## Begin Supplied material
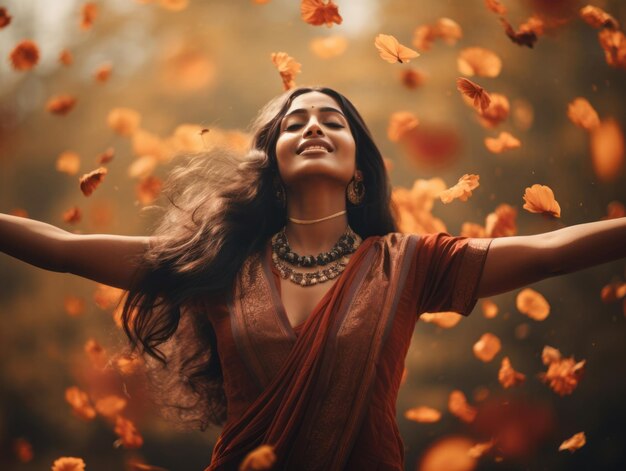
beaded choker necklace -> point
(336, 259)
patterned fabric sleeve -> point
(447, 272)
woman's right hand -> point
(108, 259)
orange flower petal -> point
(25, 55)
(423, 414)
(392, 51)
(316, 12)
(507, 376)
(90, 181)
(287, 67)
(532, 304)
(480, 97)
(68, 162)
(487, 347)
(581, 113)
(540, 199)
(68, 463)
(462, 190)
(504, 141)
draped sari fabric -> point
(323, 393)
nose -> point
(313, 129)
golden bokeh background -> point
(208, 65)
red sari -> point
(324, 393)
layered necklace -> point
(336, 259)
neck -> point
(307, 239)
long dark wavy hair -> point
(223, 209)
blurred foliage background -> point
(209, 65)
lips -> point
(319, 144)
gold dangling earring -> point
(356, 189)
(279, 192)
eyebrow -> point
(322, 109)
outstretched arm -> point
(108, 259)
(514, 262)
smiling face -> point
(315, 141)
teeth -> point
(315, 148)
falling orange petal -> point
(504, 141)
(423, 414)
(540, 199)
(392, 51)
(581, 113)
(65, 57)
(400, 123)
(74, 306)
(489, 308)
(261, 458)
(25, 55)
(480, 97)
(598, 18)
(496, 112)
(316, 12)
(68, 463)
(103, 73)
(487, 347)
(574, 442)
(128, 433)
(478, 61)
(507, 376)
(68, 162)
(88, 14)
(462, 190)
(90, 181)
(329, 46)
(287, 67)
(607, 150)
(458, 406)
(124, 121)
(60, 104)
(106, 156)
(532, 304)
(79, 401)
(445, 319)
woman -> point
(280, 294)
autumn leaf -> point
(392, 51)
(68, 463)
(532, 304)
(480, 97)
(88, 14)
(287, 67)
(316, 12)
(504, 141)
(487, 347)
(540, 199)
(462, 190)
(90, 181)
(25, 55)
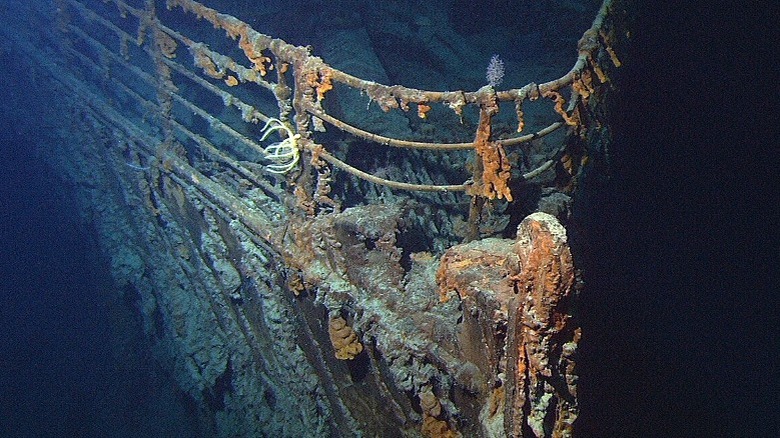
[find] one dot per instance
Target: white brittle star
(284, 154)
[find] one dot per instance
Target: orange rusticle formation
(422, 110)
(493, 182)
(344, 339)
(231, 81)
(548, 338)
(320, 80)
(517, 327)
(434, 426)
(560, 101)
(262, 64)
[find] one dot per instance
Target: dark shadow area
(72, 355)
(679, 313)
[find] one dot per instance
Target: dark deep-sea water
(680, 320)
(72, 362)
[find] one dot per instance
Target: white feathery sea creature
(284, 154)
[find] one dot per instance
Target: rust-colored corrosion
(517, 326)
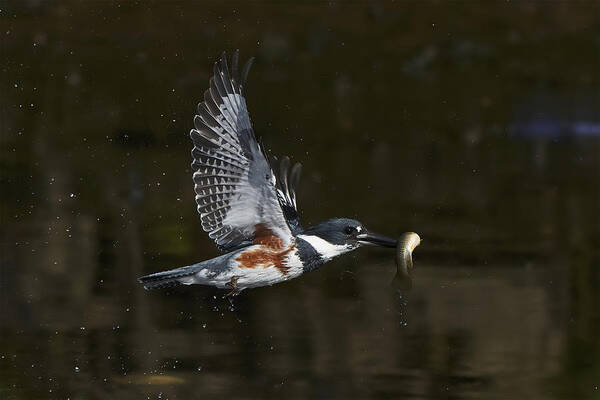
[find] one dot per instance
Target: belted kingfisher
(248, 204)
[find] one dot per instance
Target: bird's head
(341, 235)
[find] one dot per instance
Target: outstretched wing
(287, 182)
(234, 184)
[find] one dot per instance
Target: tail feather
(166, 279)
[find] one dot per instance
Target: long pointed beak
(376, 239)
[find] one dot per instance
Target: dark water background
(476, 126)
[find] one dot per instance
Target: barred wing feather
(234, 184)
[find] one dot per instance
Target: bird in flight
(247, 203)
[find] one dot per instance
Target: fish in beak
(376, 239)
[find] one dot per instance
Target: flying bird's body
(247, 206)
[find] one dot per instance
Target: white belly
(263, 274)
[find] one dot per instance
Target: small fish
(407, 242)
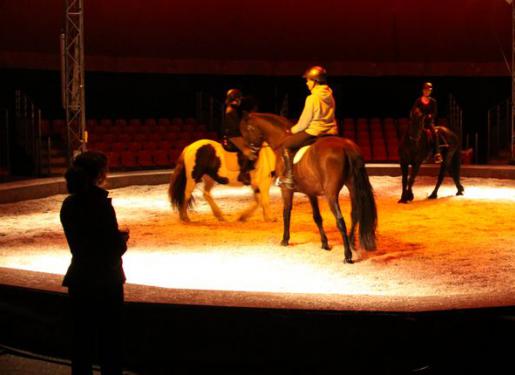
## End Supplied material
*What this task involves*. How many of the lines above contain the string "outstretched", matching case exactly? Reply with the number alone.

*Full solution*. 2